• **EXERCISE DESCRIPTION**
Transcribe the following entries letter for letter, without the pictures.
(Beginning of SOURCE DATA)
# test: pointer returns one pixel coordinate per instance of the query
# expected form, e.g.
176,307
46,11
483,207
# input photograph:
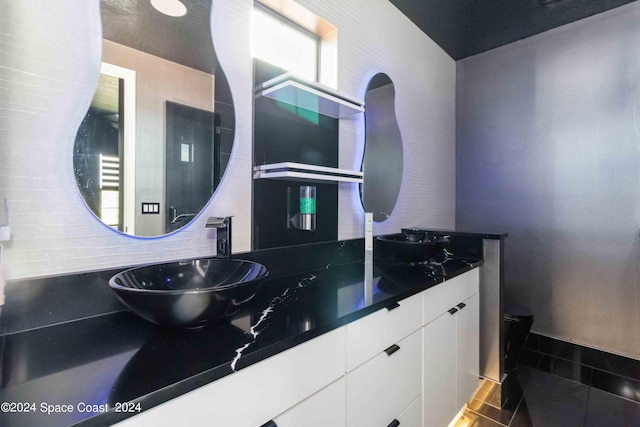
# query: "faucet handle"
218,222
223,235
(End of SOURCE DATA)
• **YOUR RESPONSE**
# test: pointer returns one pixel coordinate per instance of the query
# expected form, e.g.
176,307
46,11
483,207
# input photograph:
# query: "faucet handle"
218,222
223,235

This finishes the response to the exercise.